• [Exercise material]:
-- Start --

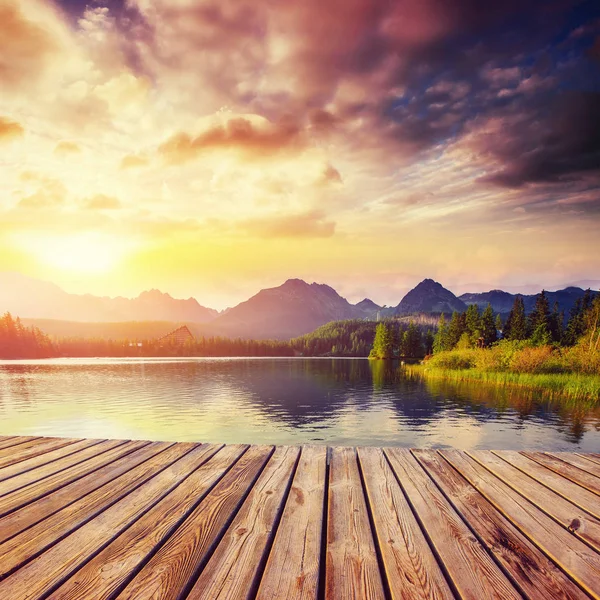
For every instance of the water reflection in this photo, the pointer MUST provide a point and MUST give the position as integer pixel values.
(333, 401)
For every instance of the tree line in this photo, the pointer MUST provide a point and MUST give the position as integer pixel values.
(544, 326)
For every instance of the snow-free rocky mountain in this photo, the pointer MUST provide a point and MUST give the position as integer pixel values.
(289, 310)
(28, 297)
(430, 297)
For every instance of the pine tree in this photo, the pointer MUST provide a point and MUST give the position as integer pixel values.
(440, 341)
(556, 324)
(383, 343)
(411, 343)
(456, 328)
(473, 324)
(488, 326)
(429, 342)
(516, 324)
(499, 327)
(539, 321)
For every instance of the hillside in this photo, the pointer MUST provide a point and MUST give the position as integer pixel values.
(430, 297)
(287, 311)
(32, 298)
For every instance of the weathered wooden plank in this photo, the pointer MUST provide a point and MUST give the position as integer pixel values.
(55, 456)
(411, 568)
(352, 570)
(15, 454)
(472, 570)
(573, 556)
(14, 441)
(9, 440)
(583, 478)
(41, 446)
(101, 578)
(30, 493)
(178, 561)
(533, 572)
(567, 489)
(111, 484)
(44, 573)
(292, 569)
(595, 458)
(234, 568)
(545, 499)
(41, 479)
(585, 465)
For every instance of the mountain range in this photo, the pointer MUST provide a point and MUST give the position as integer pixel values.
(291, 309)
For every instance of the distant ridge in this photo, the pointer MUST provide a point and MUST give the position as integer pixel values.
(429, 296)
(32, 298)
(289, 310)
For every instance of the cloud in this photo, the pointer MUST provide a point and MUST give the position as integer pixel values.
(41, 191)
(255, 140)
(132, 161)
(10, 130)
(102, 202)
(556, 143)
(331, 175)
(64, 148)
(309, 224)
(26, 43)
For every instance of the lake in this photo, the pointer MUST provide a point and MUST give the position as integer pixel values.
(278, 401)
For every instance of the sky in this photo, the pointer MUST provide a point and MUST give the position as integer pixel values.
(213, 148)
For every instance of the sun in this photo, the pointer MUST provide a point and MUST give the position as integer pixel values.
(78, 253)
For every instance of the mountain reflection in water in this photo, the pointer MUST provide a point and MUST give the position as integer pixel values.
(280, 401)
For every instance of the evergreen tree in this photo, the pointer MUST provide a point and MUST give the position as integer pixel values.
(576, 326)
(539, 321)
(411, 343)
(383, 343)
(488, 326)
(556, 324)
(456, 328)
(499, 327)
(429, 342)
(440, 341)
(473, 324)
(516, 324)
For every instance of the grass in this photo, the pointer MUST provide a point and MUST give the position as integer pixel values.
(578, 387)
(565, 374)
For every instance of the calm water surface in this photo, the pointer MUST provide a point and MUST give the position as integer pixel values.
(278, 401)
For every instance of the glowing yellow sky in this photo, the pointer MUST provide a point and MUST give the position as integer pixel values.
(133, 156)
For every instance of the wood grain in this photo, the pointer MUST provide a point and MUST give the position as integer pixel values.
(18, 498)
(567, 489)
(60, 458)
(472, 570)
(174, 567)
(13, 442)
(10, 456)
(411, 568)
(292, 569)
(352, 570)
(41, 575)
(109, 570)
(116, 520)
(572, 555)
(120, 478)
(533, 572)
(570, 466)
(561, 510)
(233, 569)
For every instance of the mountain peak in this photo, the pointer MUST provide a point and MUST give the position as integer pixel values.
(430, 296)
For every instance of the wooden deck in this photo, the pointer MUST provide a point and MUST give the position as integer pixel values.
(104, 519)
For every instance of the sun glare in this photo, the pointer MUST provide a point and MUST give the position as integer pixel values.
(82, 252)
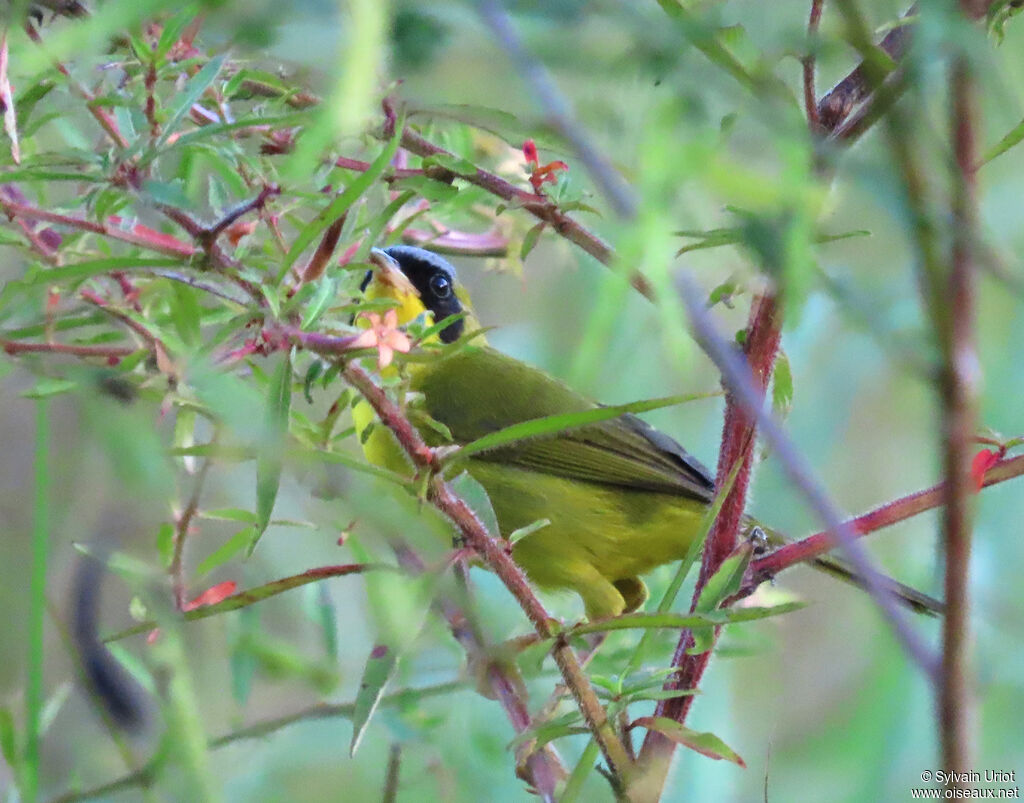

-- End --

• [Short problem]: Copy out every entry above word for word, leaving out the pictures.

• [Correct output]:
For every instance of the water reflection in this photo, the pointer MUST provide a point and MUST give the position as integer pixel values.
(333, 401)
For every instance of the tree line in this photo, the pointer MUST provide a point and MUST give the position as integer pixel values.
(544, 326)
For every instance of the snow-free rocky mountain in this photo, the pointer MUST provide a point and MUST give the position as integer pixel values.
(289, 310)
(28, 297)
(430, 297)
For every instance of the pine tree in this photo, the pointer MUST provide a point and MUST give the position as integer pixel values.
(440, 341)
(556, 324)
(383, 343)
(411, 343)
(456, 328)
(473, 324)
(488, 326)
(429, 342)
(516, 324)
(499, 327)
(539, 321)
For every instance of the hillside in this photo, the pointer MUST provide a point and MUST give the position as integer pixel values.
(430, 297)
(287, 311)
(32, 298)
For every instance of the weathered wooden plank in this photo, the pointer MUST provide a point and MUST give the position as integer pixel values.
(55, 456)
(411, 568)
(352, 570)
(15, 454)
(472, 570)
(573, 556)
(14, 441)
(9, 440)
(583, 478)
(41, 446)
(101, 578)
(30, 493)
(178, 561)
(533, 572)
(567, 489)
(111, 484)
(44, 573)
(292, 569)
(595, 458)
(234, 568)
(545, 499)
(41, 479)
(585, 465)
For every instance of the mountain range in this photo, the pointer MUST provide a point and MUST give the position as integer pixel values.
(291, 309)
For every instance of the distant ridge in this photo, the pointer MUST provide a point and MUST give the position as integer pixel values.
(429, 296)
(32, 298)
(289, 310)
For every instance of the cloud in this photo, the pointer MUST provide a point and MUST give the position as integer pixel values.
(41, 191)
(255, 140)
(132, 161)
(10, 130)
(102, 202)
(556, 143)
(331, 175)
(64, 148)
(309, 224)
(26, 43)
For every instance of the lake in this photo, the pointer MUST provide a point and MUST give the position as integer pixel values.
(278, 401)
For every instance of the sky in this photo, the pointer MUST provide a point and MUST give the position as integer pixel values.
(213, 148)
For every instance of the sun in this photo, the pointer MUST provide a point and MUST give the position as integer pixel values.
(78, 253)
For every instance of the mountain reflection in water in this photo, the pointer MUST provide a point and MUST give the position as integer pixel values.
(280, 401)
For every instance of the evergreen tree in this photo, the pointer MUST provide a point and MUST give the position as integer pixel values.
(576, 326)
(539, 321)
(411, 343)
(383, 343)
(488, 326)
(556, 324)
(456, 328)
(499, 327)
(429, 342)
(440, 341)
(473, 324)
(516, 324)
For every instance of the grass in this photo, the pointer MUST provide a point and MUST give the position as integer pixel values.
(578, 387)
(565, 374)
For every instance of the calm water surface in this photo, the pointer MUST provide a point and MUST give the position as integer pixel values.
(278, 401)
For every instance of the glowing yellow sky in this photo, the pointer MUST provide a point and MUST give the position as integer pixel values.
(133, 156)
For every instance of the wood grain in this photo, the pointer MUST provide a point and MUST give the position as integer pixel values.
(18, 498)
(567, 489)
(60, 458)
(472, 570)
(174, 567)
(13, 442)
(10, 456)
(411, 568)
(292, 569)
(352, 570)
(41, 575)
(109, 570)
(116, 520)
(572, 555)
(120, 478)
(533, 572)
(570, 466)
(561, 510)
(233, 569)
For every instance of the mountain peak in this photo, the pointer MUST provide a point and MUST give the position as integer pixel values.
(430, 296)
For every instance of the wooden deck in this photo, the pointer MUST provide a point and MUST give the position as integer pixel values.
(104, 519)
For every instance of the sun glare in this photo, the pointer MUST provide a point and MUST give the position as integer pixel values.
(82, 252)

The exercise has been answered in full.